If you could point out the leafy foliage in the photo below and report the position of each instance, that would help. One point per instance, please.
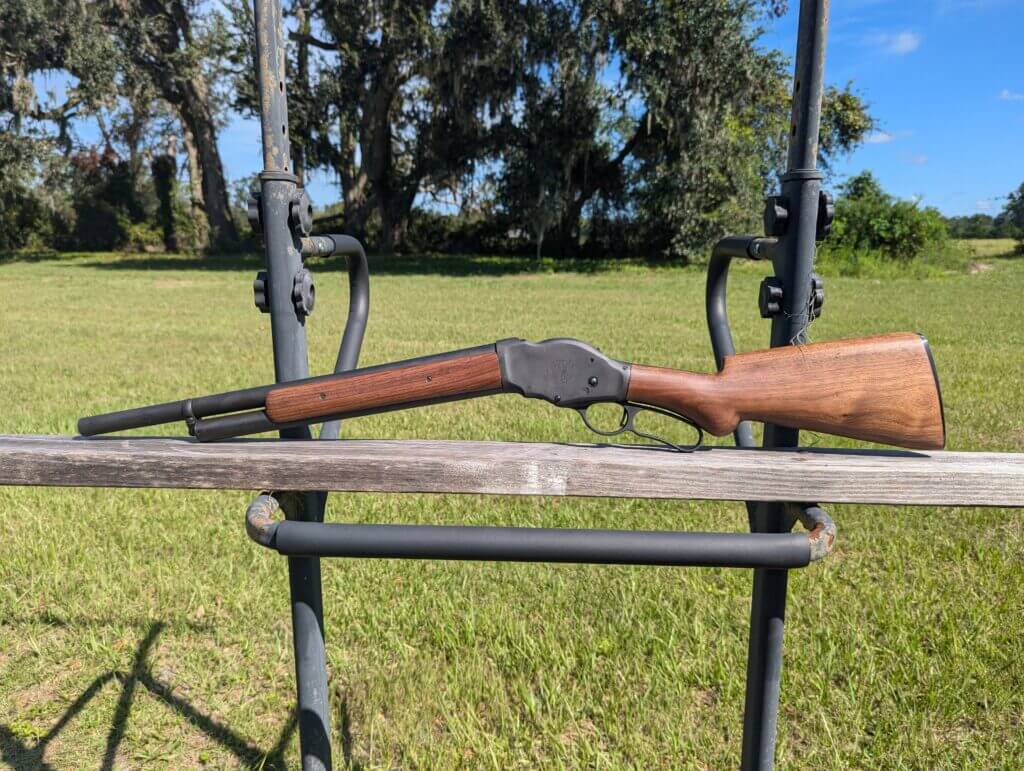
(872, 226)
(1013, 215)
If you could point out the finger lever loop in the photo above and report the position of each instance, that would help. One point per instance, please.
(627, 422)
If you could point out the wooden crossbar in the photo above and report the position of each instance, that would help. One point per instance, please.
(519, 469)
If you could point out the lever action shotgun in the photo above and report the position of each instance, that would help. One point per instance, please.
(882, 389)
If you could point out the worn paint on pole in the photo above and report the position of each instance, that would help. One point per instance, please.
(794, 262)
(284, 260)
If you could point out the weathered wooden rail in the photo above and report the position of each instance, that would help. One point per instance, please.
(939, 478)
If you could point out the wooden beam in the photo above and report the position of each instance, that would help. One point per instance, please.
(519, 469)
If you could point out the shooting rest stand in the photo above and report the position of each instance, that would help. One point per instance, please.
(771, 478)
(798, 217)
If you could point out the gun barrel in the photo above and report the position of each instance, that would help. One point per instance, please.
(171, 412)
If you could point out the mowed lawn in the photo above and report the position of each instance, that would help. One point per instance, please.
(142, 629)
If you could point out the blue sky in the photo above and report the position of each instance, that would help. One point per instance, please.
(945, 81)
(943, 78)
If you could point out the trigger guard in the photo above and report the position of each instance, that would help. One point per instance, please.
(624, 422)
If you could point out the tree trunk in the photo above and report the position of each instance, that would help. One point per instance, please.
(196, 200)
(353, 187)
(165, 177)
(195, 111)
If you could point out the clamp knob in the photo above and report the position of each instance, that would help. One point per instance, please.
(770, 297)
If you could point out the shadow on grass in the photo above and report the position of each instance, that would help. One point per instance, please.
(413, 264)
(15, 752)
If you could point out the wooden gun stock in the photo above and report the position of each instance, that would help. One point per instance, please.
(881, 389)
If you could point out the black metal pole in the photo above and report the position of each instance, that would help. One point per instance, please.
(284, 261)
(794, 261)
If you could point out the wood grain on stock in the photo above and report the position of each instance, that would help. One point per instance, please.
(448, 379)
(878, 389)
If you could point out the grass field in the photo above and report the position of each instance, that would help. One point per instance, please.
(142, 629)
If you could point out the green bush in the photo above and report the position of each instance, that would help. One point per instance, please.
(875, 232)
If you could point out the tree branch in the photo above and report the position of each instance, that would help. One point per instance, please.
(314, 42)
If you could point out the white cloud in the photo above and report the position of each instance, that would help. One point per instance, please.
(898, 42)
(884, 137)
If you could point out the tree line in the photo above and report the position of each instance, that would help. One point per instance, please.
(563, 127)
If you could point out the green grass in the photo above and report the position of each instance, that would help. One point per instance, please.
(162, 634)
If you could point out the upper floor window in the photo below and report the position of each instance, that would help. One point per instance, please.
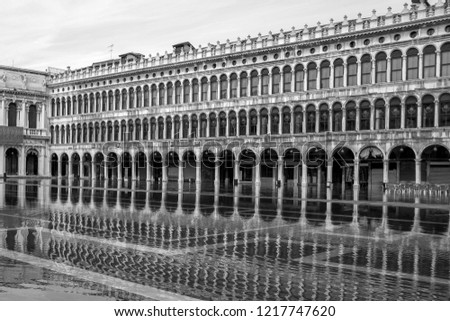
(338, 73)
(381, 67)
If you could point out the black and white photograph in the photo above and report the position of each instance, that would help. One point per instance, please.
(225, 151)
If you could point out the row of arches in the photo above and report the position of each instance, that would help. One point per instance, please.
(396, 113)
(381, 67)
(369, 166)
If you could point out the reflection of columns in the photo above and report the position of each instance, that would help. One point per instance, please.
(236, 170)
(280, 170)
(198, 171)
(217, 172)
(356, 175)
(385, 171)
(257, 168)
(418, 171)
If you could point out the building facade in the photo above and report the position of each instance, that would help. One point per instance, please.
(355, 103)
(24, 138)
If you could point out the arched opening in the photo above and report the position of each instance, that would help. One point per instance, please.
(12, 115)
(99, 171)
(371, 170)
(53, 165)
(226, 167)
(87, 165)
(402, 165)
(269, 165)
(343, 170)
(190, 164)
(112, 165)
(435, 167)
(172, 163)
(247, 162)
(292, 162)
(31, 167)
(76, 165)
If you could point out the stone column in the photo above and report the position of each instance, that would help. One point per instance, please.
(388, 69)
(198, 171)
(436, 113)
(418, 171)
(420, 66)
(385, 171)
(356, 175)
(280, 166)
(403, 114)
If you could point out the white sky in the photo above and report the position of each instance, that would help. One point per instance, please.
(60, 33)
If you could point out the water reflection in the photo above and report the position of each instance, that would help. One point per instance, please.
(242, 243)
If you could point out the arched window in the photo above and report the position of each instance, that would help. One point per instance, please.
(380, 114)
(264, 82)
(214, 88)
(195, 90)
(169, 127)
(412, 64)
(444, 110)
(338, 73)
(312, 76)
(352, 71)
(364, 115)
(276, 78)
(428, 110)
(381, 67)
(169, 93)
(32, 116)
(286, 120)
(298, 120)
(264, 122)
(160, 128)
(212, 125)
(253, 122)
(311, 119)
(186, 91)
(254, 83)
(244, 84)
(233, 123)
(223, 124)
(411, 112)
(161, 95)
(350, 110)
(223, 87)
(203, 125)
(396, 65)
(242, 123)
(325, 75)
(204, 96)
(12, 115)
(429, 62)
(185, 126)
(176, 127)
(299, 78)
(337, 117)
(366, 69)
(146, 96)
(395, 113)
(324, 115)
(445, 60)
(275, 119)
(124, 99)
(177, 92)
(154, 95)
(287, 79)
(234, 83)
(194, 126)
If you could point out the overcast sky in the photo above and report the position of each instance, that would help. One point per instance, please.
(60, 33)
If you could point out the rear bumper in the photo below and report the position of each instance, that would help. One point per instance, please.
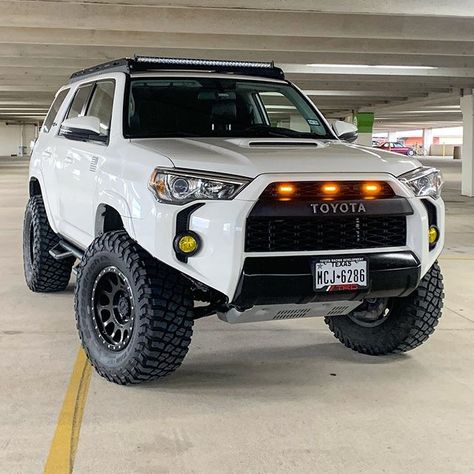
(278, 280)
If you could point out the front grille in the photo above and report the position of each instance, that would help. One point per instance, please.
(294, 234)
(309, 190)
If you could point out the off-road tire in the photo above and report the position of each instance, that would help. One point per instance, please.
(163, 314)
(409, 323)
(42, 272)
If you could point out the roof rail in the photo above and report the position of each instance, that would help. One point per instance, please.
(150, 63)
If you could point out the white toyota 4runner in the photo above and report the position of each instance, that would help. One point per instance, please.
(189, 188)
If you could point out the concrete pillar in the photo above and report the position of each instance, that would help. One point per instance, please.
(365, 126)
(467, 107)
(427, 139)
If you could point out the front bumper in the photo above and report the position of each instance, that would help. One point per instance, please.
(282, 280)
(222, 263)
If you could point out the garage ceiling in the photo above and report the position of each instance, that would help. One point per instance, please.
(404, 60)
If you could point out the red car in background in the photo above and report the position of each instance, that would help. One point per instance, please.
(397, 147)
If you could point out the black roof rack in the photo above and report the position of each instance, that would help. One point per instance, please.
(150, 63)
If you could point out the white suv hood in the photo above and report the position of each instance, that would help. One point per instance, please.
(254, 156)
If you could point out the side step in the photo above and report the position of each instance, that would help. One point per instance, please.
(65, 250)
(288, 311)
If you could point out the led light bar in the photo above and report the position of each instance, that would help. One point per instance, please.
(202, 62)
(153, 63)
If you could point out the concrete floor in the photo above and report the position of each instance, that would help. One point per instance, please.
(260, 398)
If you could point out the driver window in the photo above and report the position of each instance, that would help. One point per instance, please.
(79, 101)
(100, 105)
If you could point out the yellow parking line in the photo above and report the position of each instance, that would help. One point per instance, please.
(64, 445)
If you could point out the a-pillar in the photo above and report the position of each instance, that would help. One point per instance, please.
(467, 107)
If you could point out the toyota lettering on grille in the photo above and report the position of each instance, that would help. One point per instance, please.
(338, 208)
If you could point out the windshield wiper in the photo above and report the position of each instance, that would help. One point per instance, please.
(266, 130)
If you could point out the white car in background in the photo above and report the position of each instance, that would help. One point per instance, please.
(179, 181)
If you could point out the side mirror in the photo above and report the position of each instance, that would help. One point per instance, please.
(82, 128)
(345, 131)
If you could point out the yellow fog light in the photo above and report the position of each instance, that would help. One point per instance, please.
(433, 235)
(187, 243)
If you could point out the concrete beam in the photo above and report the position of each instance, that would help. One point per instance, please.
(207, 41)
(231, 21)
(401, 7)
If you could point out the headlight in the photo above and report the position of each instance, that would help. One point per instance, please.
(180, 187)
(424, 181)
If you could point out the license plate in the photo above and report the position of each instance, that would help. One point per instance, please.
(340, 274)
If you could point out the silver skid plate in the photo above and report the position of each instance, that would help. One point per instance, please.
(288, 311)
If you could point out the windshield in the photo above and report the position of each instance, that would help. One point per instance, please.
(210, 107)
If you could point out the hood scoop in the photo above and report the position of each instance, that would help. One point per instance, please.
(279, 143)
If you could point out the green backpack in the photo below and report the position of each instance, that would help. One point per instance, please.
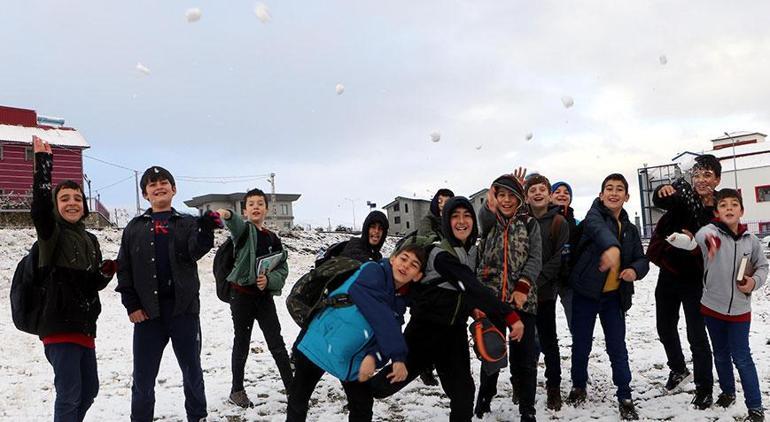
(309, 293)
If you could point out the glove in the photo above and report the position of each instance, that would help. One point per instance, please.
(109, 267)
(682, 241)
(210, 220)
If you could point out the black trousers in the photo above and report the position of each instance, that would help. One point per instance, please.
(672, 293)
(548, 341)
(523, 356)
(444, 346)
(245, 310)
(306, 377)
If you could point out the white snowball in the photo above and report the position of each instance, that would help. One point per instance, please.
(193, 15)
(262, 12)
(142, 68)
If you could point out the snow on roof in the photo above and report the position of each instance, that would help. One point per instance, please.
(55, 136)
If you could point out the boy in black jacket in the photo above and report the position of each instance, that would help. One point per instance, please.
(611, 259)
(158, 282)
(67, 325)
(688, 207)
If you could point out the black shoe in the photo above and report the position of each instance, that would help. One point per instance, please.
(576, 396)
(553, 401)
(702, 400)
(428, 378)
(725, 400)
(627, 410)
(675, 379)
(755, 415)
(482, 406)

#####

All lines from the one containing "If you could point out the black trousers" through the end of the records, both ends included, are to be quoted exactly; please add nothing else.

» **SOLUTION**:
If you could point out the black trousers in the photo above and report the position of each instance, that would help. One point per instance, please.
(672, 293)
(548, 341)
(523, 356)
(444, 346)
(245, 310)
(306, 377)
If you could point out the white snowball in the photo above and report the position of each instance, that would help. One point per instance, please.
(193, 15)
(262, 12)
(142, 68)
If you could point out the snow on roof in the photo above and report the position of each instance, that would help. One point per instance, please.
(55, 136)
If you could point out the boy in black jacket in the photo above and report the position of each instance, that would help. One point per instance, please.
(611, 259)
(158, 282)
(67, 325)
(688, 207)
If you could point out the black shoe in the photo above and report the position of each instance, that would help. One point per instance, please.
(576, 396)
(553, 401)
(702, 400)
(428, 378)
(725, 400)
(627, 410)
(675, 379)
(755, 415)
(482, 406)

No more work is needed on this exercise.